--- start DATASET ---

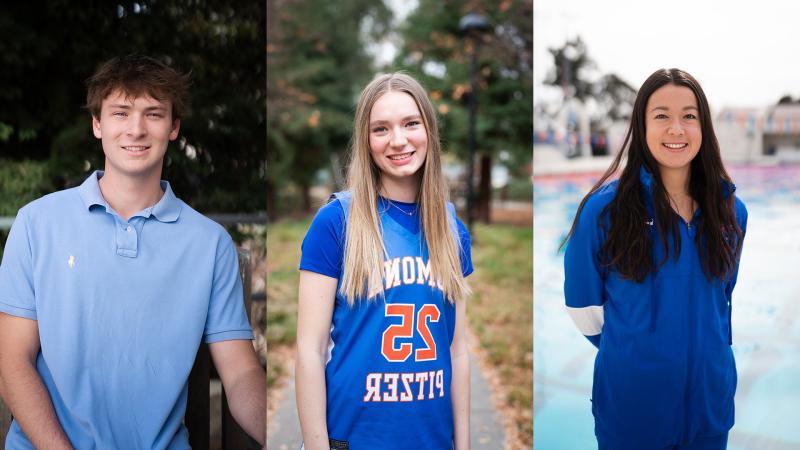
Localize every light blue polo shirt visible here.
[0,171,253,450]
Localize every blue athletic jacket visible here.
[564,168,747,450]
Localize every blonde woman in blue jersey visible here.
[296,73,472,450]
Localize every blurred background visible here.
[0,0,266,448]
[533,0,800,450]
[267,0,533,449]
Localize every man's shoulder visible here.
[177,199,230,243]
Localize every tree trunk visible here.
[477,153,492,224]
[267,180,278,222]
[300,183,311,212]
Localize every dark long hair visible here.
[564,69,742,282]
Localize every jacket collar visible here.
[639,165,736,203]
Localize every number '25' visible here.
[381,303,439,362]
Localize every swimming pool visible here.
[533,165,800,450]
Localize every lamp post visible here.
[458,13,491,239]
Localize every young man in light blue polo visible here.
[0,56,266,450]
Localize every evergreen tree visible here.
[267,0,391,219]
[393,0,533,222]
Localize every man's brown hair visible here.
[86,55,190,120]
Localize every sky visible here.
[533,0,800,110]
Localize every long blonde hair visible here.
[340,73,470,305]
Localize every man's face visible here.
[92,90,180,179]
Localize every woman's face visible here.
[645,84,703,171]
[369,91,428,183]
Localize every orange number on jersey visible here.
[414,303,439,361]
[381,303,439,362]
[381,303,414,362]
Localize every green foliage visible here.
[0,0,266,212]
[391,0,533,167]
[0,159,53,217]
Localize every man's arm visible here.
[295,270,337,450]
[450,300,470,450]
[208,339,267,447]
[0,313,72,450]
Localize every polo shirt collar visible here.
[78,170,181,222]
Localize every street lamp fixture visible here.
[458,13,491,239]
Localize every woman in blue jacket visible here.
[564,69,747,450]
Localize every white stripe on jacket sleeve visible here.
[566,306,604,336]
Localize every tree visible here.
[545,36,636,147]
[392,0,533,222]
[267,0,391,219]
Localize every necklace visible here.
[384,197,417,217]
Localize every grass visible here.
[267,219,533,448]
[467,224,533,448]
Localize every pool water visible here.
[533,165,800,450]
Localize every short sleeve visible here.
[456,218,473,278]
[299,200,345,278]
[203,234,253,344]
[0,208,36,320]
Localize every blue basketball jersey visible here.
[301,192,472,450]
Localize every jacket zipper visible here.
[681,217,695,445]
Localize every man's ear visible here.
[92,114,103,139]
[169,119,181,141]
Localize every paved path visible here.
[267,355,505,450]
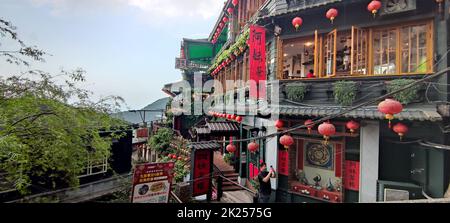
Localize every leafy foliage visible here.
[285,83,307,102]
[386,79,420,105]
[333,81,357,106]
[0,20,124,194]
[149,128,173,153]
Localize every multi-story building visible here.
[170,0,450,202]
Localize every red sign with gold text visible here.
[248,25,266,99]
[278,150,289,176]
[192,150,211,197]
[344,160,359,191]
[131,162,175,203]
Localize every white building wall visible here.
[359,121,380,203]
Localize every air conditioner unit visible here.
[377,180,425,201]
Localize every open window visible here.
[350,26,369,75]
[323,29,337,77]
[282,36,317,79]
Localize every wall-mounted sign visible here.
[248,25,266,99]
[131,162,175,203]
[380,0,416,15]
[192,149,212,197]
[344,160,359,191]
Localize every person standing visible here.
[258,162,275,203]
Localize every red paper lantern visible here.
[326,8,339,23]
[292,17,303,30]
[280,135,294,149]
[392,123,408,140]
[318,122,336,143]
[275,120,284,129]
[227,8,233,15]
[226,144,236,153]
[367,0,381,17]
[378,98,403,128]
[247,142,259,153]
[304,119,314,134]
[345,120,359,134]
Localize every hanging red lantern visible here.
[378,98,403,128]
[392,123,408,140]
[292,17,303,30]
[247,142,259,153]
[318,122,336,144]
[304,119,314,134]
[326,8,339,23]
[227,7,233,15]
[227,144,236,153]
[280,135,294,149]
[275,120,284,130]
[222,16,229,23]
[345,120,359,134]
[367,0,381,17]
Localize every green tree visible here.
[0,19,124,194]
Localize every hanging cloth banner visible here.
[248,25,266,100]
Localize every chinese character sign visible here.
[248,26,266,99]
[131,162,175,203]
[192,150,212,196]
[278,150,289,176]
[344,161,359,191]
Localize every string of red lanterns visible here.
[280,135,294,149]
[247,142,259,153]
[325,8,339,23]
[318,122,336,144]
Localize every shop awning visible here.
[189,142,222,150]
[263,106,442,122]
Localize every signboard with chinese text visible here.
[131,162,175,203]
[278,150,289,176]
[248,25,266,99]
[192,150,212,197]
[344,160,359,191]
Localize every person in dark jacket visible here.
[258,162,275,203]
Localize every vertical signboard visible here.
[278,150,289,176]
[131,162,175,203]
[192,149,212,197]
[344,160,359,191]
[248,25,266,99]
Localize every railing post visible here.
[217,175,223,201]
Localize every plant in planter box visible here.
[333,81,357,106]
[285,83,307,102]
[386,79,420,105]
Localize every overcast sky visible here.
[0,0,224,109]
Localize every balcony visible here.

--- end DATASET ---

- [GIVEN TASK]:
Rewrite all of the rows above as a JSON list of strings, with one string for each line and blank lines skipped. Leave the pictures out.

- [WRITTEN ANSWER]:
[
  "Localize every light blue polo shirt visible here.",
  "[0,171,253,450]",
  "Localize every blue athletic jacket visible here.",
  "[564,168,747,450]",
  "Localize every blonde woman in blue jersey visible here.",
  "[296,73,472,450]",
  "Localize every blurred background visible here.",
  "[0,0,266,448]",
  "[533,0,800,450]",
  "[267,0,533,449]",
  "Localize every man's shoulder visible here.",
  "[177,199,230,243]",
  "Localize every tree trunk visible here.",
  "[477,153,492,224]",
  "[267,180,278,222]",
  "[300,183,311,212]",
  "Localize every dark long hair visible here.",
  "[564,69,742,282]",
  "Localize every jacket collar visible here.",
  "[639,165,736,203]",
  "Localize every number '25' visible here.",
  "[381,303,439,362]",
  "Localize every swimming pool visible here.",
  "[533,165,800,450]",
  "Localize every lamp post visible here.",
  "[458,13,491,239]",
  "Localize every young man in light blue polo visible here.",
  "[0,56,266,450]",
  "Localize every evergreen tree visible here.",
  "[267,0,391,219]",
  "[393,0,533,222]",
  "Localize every man's brown hair visible here.",
  "[86,55,190,120]",
  "Localize every sky visible here.",
  "[533,0,800,110]",
  "Localize every long blonde hair visible here.",
  "[340,73,470,305]",
  "Localize every man's face visible here.",
  "[92,90,180,179]",
  "Localize every woman's face visible here.",
  "[645,84,703,171]",
  "[369,91,428,183]",
  "Localize every orange number on jersey visible here.",
  "[414,303,439,361]",
  "[381,303,439,362]",
  "[381,303,414,362]",
  "Localize every green foliage visible here.",
  "[0,0,266,212]",
  "[391,0,533,167]",
  "[0,159,53,217]",
  "Localize every man's arm visible here.",
  "[295,270,337,450]",
  "[450,300,470,450]",
  "[208,339,267,447]",
  "[0,313,72,450]",
  "Localize every polo shirt collar visible here.",
  "[78,170,181,222]",
  "Localize every street lamp fixture visible here.",
  "[458,13,491,239]",
  "Localize every woman in blue jacket visible here.",
  "[564,69,747,450]",
  "Localize every white stripe on jacket sleeve visible here.",
  "[566,306,604,336]",
  "Localize every tree visible here.",
  "[545,36,636,147]",
  "[392,0,533,222]",
  "[267,0,391,219]",
  "Localize every necklace visible here.",
  "[384,197,417,217]",
  "Localize every grass visible here.",
  "[267,219,533,448]",
  "[467,224,533,448]",
  "Localize every pool water visible here.",
  "[533,165,800,450]",
  "Localize every short sleeve visible here.",
  "[456,218,473,278]",
  "[299,200,345,278]",
  "[203,234,253,344]",
  "[0,208,36,320]",
  "Localize every blue basketball jersey visible here.",
  "[301,192,472,450]",
  "Localize every jacket zipper visible here.",
  "[681,217,695,445]",
  "Localize every man's ear visible here.",
  "[92,114,103,139]",
  "[169,119,181,141]",
  "Localize every paved path visible here.",
  "[267,355,505,450]",
  "Localize every leafy foliage visible here.",
  "[285,83,307,102]",
  "[386,79,420,105]",
  "[333,81,357,106]",
  "[0,20,124,194]",
  "[149,128,173,153]",
  "Localize every multi-story building visible here.",
  "[170,0,450,202]",
  "Localize every red sign with gold text visible here.",
  "[248,25,266,99]",
  "[278,150,289,176]",
  "[192,150,211,197]",
  "[344,160,359,191]",
  "[131,162,175,203]",
  "Localize every white building wall visible here.",
  "[359,121,380,203]",
  "Localize every air conditioner unit visible here.",
  "[377,180,425,201]",
  "Localize every open window visible here.",
  "[350,26,369,75]",
  "[323,29,337,77]",
  "[282,36,317,79]",
  "Localize every wall-mounted sign visible here.",
  "[248,25,266,99]",
  "[131,162,175,203]",
  "[380,0,416,15]",
  "[192,149,212,197]",
  "[344,160,359,191]",
  "Localize every person standing visible here.",
  "[258,162,275,203]",
  "Localize every red paper lantern visible here.",
  "[326,8,339,23]",
  "[292,17,303,30]",
  "[280,135,294,149]",
  "[392,123,408,140]",
  "[318,122,336,143]",
  "[275,120,284,129]",
  "[227,8,233,15]",
  "[226,144,236,153]",
  "[367,0,381,17]",
  "[378,98,403,128]",
  "[247,142,259,153]",
  "[304,119,314,134]",
  "[345,120,359,134]",
  "Localize every hanging red lantern visible here.",
  "[378,98,403,128]",
  "[392,123,408,140]",
  "[292,17,303,30]",
  "[247,142,259,153]",
  "[318,122,336,144]",
  "[304,119,314,134]",
  "[326,8,339,23]",
  "[227,7,233,15]",
  "[227,144,236,153]",
  "[280,135,294,149]",
  "[275,120,284,130]",
  "[222,16,229,23]",
  "[345,120,359,134]",
  "[367,0,381,17]",
  "Localize every green tree visible here.",
  "[0,19,124,194]",
  "Localize every hanging cloth banner visible here.",
  "[248,25,266,100]",
  "Localize every chinese character sign visible here.",
  "[248,26,266,99]",
  "[131,162,175,203]",
  "[192,150,212,196]",
  "[278,150,289,176]",
  "[344,161,359,191]",
  "Localize every string of red lanterns visible here.",
  "[280,135,294,149]",
  "[247,142,259,153]",
  "[325,8,339,23]",
  "[318,122,336,144]",
  "Localize every shop awning visible here.",
  "[189,142,222,150]",
  "[263,106,442,122]",
  "Localize every signboard with chinese text visible here.",
  "[131,162,175,203]",
  "[278,150,289,176]",
  "[248,25,266,99]",
  "[192,150,212,197]",
  "[344,160,359,191]",
  "Localize every person in dark jacket visible here.",
  "[258,162,275,203]",
  "Localize every vertical signboard visible here.",
  "[278,150,289,176]",
  "[131,162,175,203]",
  "[192,149,212,197]",
  "[344,160,359,191]",
  "[248,25,266,99]",
  "Localize every railing post visible here.",
  "[217,175,223,201]",
  "Localize every plant in planter box visible here.",
  "[333,81,357,106]",
  "[285,83,307,102]",
  "[386,79,420,105]",
  "Localize every overcast sky visible here.",
  "[0,0,224,109]",
  "Localize every balcony visible here."
]